WHAT TO WORK ON: Recast every line of the material below as a JSON list of strings, one string per line, leaving out any blank lines.

(Point annotation dataset records)
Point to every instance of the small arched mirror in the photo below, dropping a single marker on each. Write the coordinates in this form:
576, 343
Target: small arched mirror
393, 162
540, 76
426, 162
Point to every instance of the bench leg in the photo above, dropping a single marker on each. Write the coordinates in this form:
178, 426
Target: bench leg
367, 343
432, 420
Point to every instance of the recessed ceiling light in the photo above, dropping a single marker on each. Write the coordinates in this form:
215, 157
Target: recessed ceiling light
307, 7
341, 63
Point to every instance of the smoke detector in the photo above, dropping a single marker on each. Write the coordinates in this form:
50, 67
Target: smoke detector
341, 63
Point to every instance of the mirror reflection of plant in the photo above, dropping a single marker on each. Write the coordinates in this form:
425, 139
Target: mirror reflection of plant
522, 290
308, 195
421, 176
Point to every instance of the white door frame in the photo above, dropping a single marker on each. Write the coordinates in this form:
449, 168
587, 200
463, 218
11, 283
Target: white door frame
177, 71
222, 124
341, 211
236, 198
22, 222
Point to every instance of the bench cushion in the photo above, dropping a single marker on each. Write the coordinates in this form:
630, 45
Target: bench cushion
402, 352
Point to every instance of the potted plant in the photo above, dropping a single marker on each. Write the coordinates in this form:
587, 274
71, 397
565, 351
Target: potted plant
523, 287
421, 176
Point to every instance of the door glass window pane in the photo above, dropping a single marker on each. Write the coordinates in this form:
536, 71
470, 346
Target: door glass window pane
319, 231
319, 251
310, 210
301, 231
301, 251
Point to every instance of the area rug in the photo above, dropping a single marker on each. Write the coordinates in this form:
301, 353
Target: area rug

TASK SOLUTION:
[
  "Point to every instance of the small arched mirror in the photo below, dropping a single marker on each. Write the coordinates in this form:",
  "576, 343",
  "Target: small arched mirror",
  "393, 162",
  "540, 76",
  "426, 162",
  "Point to every instance of the bench leg in the photo above, dropping a single marker on each. Write the coordinates in this form:",
  "178, 426",
  "Target: bench leg",
  "367, 343",
  "432, 420",
  "Point to every instance of the recessed ceiling light in the photo above, dropping a single marker on each. Write the coordinates in this form:",
  "215, 157",
  "Target: recessed ceiling light",
  "307, 7",
  "341, 63",
  "Point to every instance of the smoke detector in the photo above, dropping a single marker on each. Write the coordinates in this form:",
  "50, 67",
  "Target: smoke detector",
  "341, 63",
  "Point to every instance of the mirror reflection of plant in the photo above, dropping a single marker on each. Write the coordinates in this form:",
  "425, 139",
  "Target: mirror reflection of plant",
  "522, 290",
  "308, 195",
  "421, 176",
  "Point to every instance of the white door frame in the photo above, dropping a single marker on each. Write the coordinates in this form:",
  "449, 168",
  "587, 200",
  "463, 218",
  "11, 283",
  "Target: white door frame",
  "177, 71",
  "222, 124",
  "341, 211",
  "236, 198",
  "22, 222",
  "Point to every instance of the bench cushion in the photo above, dropping a single marker on each. Write the coordinates in this form:",
  "630, 45",
  "Target: bench cushion",
  "402, 352",
  "Point to every instance of the potted plant in the photo above, dropping a single marker on each. Write the coordinates in this form:",
  "587, 274",
  "71, 397",
  "565, 351",
  "Target: potted plant",
  "523, 287",
  "421, 176",
  "Point to every instance of the door glass window pane in the photo above, dropping a single marker on each. Write the coordinates in this form:",
  "536, 71",
  "470, 346",
  "Target: door glass window pane",
  "319, 231",
  "319, 251",
  "310, 210",
  "301, 231",
  "301, 251",
  "Point to every instance of the area rug in the photo above, dropping a single marker on each. Write the coordinates in this form:",
  "301, 353",
  "Target: area rug"
]